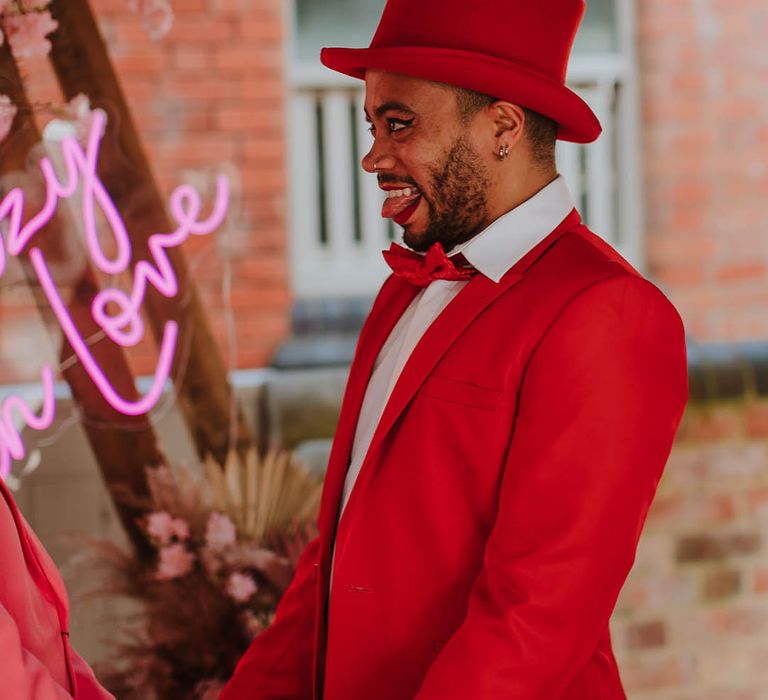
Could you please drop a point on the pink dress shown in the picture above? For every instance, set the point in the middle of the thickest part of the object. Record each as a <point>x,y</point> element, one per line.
<point>36,660</point>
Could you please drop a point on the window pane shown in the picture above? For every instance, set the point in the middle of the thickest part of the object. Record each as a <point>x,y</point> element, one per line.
<point>321,23</point>
<point>598,30</point>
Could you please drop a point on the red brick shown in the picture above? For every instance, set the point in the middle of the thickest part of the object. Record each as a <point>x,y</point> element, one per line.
<point>743,271</point>
<point>201,29</point>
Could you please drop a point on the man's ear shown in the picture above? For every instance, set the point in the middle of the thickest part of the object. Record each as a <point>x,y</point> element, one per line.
<point>509,122</point>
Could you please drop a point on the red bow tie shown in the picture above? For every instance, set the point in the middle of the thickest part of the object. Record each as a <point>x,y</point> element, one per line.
<point>420,270</point>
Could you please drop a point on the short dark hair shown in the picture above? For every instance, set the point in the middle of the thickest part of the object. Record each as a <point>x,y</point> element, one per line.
<point>541,130</point>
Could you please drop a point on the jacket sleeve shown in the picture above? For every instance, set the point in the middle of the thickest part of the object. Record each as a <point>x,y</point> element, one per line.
<point>599,405</point>
<point>278,664</point>
<point>23,675</point>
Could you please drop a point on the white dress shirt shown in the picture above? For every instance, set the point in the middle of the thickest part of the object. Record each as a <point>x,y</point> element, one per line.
<point>492,252</point>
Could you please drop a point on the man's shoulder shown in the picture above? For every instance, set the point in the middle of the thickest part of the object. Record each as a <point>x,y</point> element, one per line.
<point>582,265</point>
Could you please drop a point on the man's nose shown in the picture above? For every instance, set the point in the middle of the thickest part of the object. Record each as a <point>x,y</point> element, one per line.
<point>377,159</point>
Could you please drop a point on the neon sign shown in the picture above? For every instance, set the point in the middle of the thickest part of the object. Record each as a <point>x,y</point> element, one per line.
<point>124,327</point>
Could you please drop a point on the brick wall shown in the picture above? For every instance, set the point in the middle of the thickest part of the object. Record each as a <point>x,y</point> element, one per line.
<point>692,620</point>
<point>704,85</point>
<point>209,96</point>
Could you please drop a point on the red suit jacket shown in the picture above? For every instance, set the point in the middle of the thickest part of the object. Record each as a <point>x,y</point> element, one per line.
<point>498,510</point>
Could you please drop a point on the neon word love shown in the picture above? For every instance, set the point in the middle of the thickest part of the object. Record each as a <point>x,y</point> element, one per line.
<point>124,326</point>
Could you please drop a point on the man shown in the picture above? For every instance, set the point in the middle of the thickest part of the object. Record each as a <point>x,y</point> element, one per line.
<point>509,410</point>
<point>36,660</point>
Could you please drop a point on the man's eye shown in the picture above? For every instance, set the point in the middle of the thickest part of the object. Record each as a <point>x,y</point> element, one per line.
<point>398,124</point>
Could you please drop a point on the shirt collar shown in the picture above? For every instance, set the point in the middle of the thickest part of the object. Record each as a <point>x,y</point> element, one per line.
<point>499,246</point>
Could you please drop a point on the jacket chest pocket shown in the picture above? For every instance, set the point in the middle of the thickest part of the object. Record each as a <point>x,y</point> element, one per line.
<point>463,393</point>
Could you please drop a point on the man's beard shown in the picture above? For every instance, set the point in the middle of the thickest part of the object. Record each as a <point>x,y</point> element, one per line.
<point>458,200</point>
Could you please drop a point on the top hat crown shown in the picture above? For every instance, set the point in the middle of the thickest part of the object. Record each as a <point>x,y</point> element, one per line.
<point>514,50</point>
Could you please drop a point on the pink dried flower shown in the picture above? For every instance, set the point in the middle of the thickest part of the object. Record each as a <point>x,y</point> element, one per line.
<point>180,529</point>
<point>240,587</point>
<point>31,5</point>
<point>7,114</point>
<point>220,532</point>
<point>163,527</point>
<point>174,562</point>
<point>79,111</point>
<point>160,526</point>
<point>27,34</point>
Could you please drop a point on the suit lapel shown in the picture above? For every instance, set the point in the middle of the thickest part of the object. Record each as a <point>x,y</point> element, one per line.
<point>469,303</point>
<point>394,298</point>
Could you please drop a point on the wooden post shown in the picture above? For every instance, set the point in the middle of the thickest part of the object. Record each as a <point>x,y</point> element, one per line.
<point>122,445</point>
<point>82,64</point>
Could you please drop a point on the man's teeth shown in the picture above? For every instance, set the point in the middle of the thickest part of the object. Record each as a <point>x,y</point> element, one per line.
<point>407,192</point>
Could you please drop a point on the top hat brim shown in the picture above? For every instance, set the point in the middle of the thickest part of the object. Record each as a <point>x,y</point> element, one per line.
<point>481,73</point>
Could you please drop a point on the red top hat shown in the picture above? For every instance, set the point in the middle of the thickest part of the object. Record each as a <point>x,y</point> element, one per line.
<point>515,50</point>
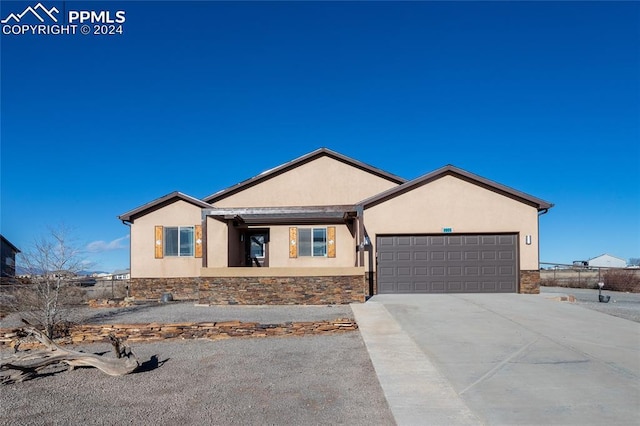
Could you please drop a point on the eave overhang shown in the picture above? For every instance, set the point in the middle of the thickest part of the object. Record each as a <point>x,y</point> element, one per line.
<point>450,170</point>
<point>283,215</point>
<point>159,203</point>
<point>213,198</point>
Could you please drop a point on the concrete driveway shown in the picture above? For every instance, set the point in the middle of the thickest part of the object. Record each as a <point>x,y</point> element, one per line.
<point>502,359</point>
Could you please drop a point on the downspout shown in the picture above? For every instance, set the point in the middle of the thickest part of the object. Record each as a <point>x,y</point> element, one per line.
<point>128,223</point>
<point>540,213</point>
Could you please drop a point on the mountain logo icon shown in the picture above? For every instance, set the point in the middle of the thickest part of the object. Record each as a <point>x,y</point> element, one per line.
<point>38,11</point>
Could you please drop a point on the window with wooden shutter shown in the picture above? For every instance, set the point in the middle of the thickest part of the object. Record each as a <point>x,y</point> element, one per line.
<point>158,242</point>
<point>293,242</point>
<point>198,231</point>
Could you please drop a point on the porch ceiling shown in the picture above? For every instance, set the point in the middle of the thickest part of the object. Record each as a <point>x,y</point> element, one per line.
<point>284,215</point>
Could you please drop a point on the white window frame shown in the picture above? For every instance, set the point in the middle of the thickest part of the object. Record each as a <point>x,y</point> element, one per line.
<point>311,242</point>
<point>179,229</point>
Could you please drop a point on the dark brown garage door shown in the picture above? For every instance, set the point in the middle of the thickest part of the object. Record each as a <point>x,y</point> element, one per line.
<point>447,264</point>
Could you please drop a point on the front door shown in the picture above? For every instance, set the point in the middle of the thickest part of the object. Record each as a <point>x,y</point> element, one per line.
<point>256,248</point>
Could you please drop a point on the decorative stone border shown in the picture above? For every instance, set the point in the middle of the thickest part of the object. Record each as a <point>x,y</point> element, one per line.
<point>153,332</point>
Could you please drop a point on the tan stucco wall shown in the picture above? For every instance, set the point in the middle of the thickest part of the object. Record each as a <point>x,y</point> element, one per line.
<point>279,249</point>
<point>324,181</point>
<point>220,240</point>
<point>143,262</point>
<point>217,243</point>
<point>450,202</point>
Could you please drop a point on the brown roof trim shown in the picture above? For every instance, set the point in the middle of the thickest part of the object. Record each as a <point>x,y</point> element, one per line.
<point>461,174</point>
<point>11,246</point>
<point>296,163</point>
<point>284,215</point>
<point>159,203</point>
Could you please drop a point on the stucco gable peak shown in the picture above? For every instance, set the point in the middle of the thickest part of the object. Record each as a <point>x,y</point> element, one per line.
<point>451,170</point>
<point>314,155</point>
<point>161,202</point>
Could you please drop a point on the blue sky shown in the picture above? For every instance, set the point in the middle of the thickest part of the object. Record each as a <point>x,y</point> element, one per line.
<point>197,96</point>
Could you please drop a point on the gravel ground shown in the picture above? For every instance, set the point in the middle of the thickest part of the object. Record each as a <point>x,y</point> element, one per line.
<point>176,312</point>
<point>623,305</point>
<point>311,380</point>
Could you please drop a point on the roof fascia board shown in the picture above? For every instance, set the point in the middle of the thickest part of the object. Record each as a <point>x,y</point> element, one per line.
<point>161,202</point>
<point>461,174</point>
<point>296,163</point>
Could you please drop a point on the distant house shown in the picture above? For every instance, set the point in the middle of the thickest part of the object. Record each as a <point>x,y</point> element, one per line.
<point>121,274</point>
<point>8,255</point>
<point>607,261</point>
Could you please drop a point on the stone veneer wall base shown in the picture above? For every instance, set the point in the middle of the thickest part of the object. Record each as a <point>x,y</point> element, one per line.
<point>318,290</point>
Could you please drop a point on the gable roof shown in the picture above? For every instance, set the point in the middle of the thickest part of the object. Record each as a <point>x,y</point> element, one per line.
<point>322,152</point>
<point>450,170</point>
<point>161,202</point>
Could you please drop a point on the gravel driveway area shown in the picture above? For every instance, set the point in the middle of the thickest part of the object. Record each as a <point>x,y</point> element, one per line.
<point>311,380</point>
<point>623,305</point>
<point>176,312</point>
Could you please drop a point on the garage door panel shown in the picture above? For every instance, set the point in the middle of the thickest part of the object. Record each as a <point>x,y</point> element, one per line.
<point>488,255</point>
<point>455,271</point>
<point>404,255</point>
<point>403,271</point>
<point>420,255</point>
<point>437,271</point>
<point>505,255</point>
<point>420,271</point>
<point>471,255</point>
<point>454,255</point>
<point>447,263</point>
<point>437,286</point>
<point>437,255</point>
<point>386,256</point>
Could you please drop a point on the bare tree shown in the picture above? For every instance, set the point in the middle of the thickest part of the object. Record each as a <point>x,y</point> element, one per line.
<point>51,262</point>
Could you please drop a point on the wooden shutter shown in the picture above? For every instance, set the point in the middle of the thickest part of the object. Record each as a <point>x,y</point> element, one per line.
<point>331,241</point>
<point>293,242</point>
<point>158,242</point>
<point>198,232</point>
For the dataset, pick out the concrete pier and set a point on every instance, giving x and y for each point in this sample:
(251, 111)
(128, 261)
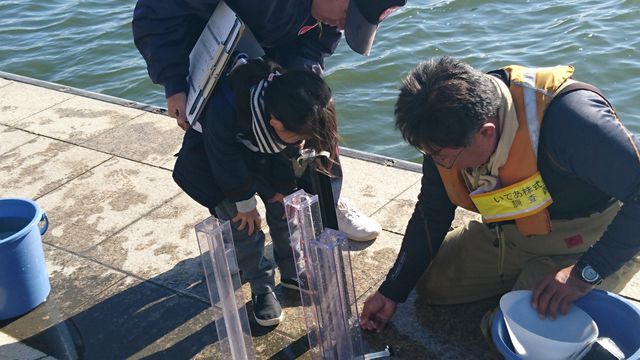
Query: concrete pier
(121, 250)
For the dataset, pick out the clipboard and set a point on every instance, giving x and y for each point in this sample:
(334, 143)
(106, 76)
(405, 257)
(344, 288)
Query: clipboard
(209, 57)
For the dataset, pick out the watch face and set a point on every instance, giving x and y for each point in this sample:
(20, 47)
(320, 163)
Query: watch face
(589, 274)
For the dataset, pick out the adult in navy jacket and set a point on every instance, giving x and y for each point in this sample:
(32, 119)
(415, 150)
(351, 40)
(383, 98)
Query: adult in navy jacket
(293, 33)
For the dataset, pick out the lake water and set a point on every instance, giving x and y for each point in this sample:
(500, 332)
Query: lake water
(88, 44)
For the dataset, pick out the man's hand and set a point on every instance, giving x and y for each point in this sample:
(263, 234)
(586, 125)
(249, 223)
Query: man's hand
(177, 109)
(377, 311)
(558, 289)
(251, 219)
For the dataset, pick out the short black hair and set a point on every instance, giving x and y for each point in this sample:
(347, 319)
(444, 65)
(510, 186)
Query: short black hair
(443, 102)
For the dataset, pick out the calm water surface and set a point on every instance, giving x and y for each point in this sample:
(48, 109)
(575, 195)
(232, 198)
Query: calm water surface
(88, 44)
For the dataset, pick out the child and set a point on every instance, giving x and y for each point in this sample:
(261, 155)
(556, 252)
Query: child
(258, 118)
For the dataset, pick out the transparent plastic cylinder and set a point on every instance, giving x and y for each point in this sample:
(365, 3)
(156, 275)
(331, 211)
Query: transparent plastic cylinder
(327, 291)
(224, 284)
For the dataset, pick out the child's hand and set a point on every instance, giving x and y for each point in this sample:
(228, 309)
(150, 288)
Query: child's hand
(251, 219)
(278, 197)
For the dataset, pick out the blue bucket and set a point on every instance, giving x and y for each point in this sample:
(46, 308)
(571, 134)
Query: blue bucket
(616, 318)
(24, 283)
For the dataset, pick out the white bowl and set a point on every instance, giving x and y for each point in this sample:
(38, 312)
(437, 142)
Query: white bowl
(535, 338)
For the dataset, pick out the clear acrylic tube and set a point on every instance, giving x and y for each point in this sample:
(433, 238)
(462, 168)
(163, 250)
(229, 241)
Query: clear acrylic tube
(327, 291)
(224, 284)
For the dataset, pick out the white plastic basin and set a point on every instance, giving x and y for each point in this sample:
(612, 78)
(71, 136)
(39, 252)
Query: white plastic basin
(535, 338)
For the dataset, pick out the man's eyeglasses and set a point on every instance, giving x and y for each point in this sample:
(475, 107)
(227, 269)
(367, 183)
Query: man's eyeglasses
(439, 159)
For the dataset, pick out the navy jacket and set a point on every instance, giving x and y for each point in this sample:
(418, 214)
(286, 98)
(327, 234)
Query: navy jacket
(165, 31)
(214, 165)
(587, 160)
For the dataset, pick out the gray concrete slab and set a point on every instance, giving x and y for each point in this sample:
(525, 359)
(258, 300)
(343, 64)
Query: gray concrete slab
(77, 119)
(19, 101)
(103, 201)
(11, 138)
(150, 138)
(75, 282)
(422, 331)
(42, 165)
(4, 82)
(161, 246)
(12, 349)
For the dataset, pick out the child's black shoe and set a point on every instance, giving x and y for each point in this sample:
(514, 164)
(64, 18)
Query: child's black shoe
(266, 309)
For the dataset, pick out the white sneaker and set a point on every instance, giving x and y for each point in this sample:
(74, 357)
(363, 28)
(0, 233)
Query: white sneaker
(354, 223)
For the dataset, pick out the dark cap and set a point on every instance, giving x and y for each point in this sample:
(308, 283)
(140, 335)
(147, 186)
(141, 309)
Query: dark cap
(363, 17)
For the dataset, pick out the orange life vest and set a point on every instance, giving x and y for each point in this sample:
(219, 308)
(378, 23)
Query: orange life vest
(532, 89)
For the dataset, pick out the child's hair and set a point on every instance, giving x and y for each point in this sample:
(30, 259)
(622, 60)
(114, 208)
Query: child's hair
(300, 99)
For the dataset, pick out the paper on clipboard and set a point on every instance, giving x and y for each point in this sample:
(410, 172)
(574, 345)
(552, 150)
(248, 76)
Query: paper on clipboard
(209, 57)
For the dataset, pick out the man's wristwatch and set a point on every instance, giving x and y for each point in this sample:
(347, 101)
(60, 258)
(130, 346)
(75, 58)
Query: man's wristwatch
(586, 273)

(Required work) Produce a verbatim copy of the lines from the one holding "Query: dark cap" to the final line of the data, and nothing more.

(Answer to this task)
Query: dark cap
(363, 17)
For the dataset, pick out the orange life vest and set a point on every instance, giving x and y for each point in this sample:
(219, 308)
(378, 23)
Query: orange life vest
(532, 89)
For the dataset, pick out the child's hair and set a point on every instance, giving x and y for each point in this sample:
(30, 259)
(622, 60)
(114, 208)
Query: child's hair
(300, 99)
For the dataset, pick out the paper on clipboard and set a point on every instance, giving x and y for each point in this sample:
(410, 172)
(574, 345)
(552, 150)
(248, 76)
Query: paper on clipboard
(209, 57)
For the dataset, pick out the man's wristwatch and set a point on every instance, giving x and y for each point in this sample:
(347, 101)
(60, 258)
(130, 346)
(75, 58)
Query: man's wristwatch
(586, 273)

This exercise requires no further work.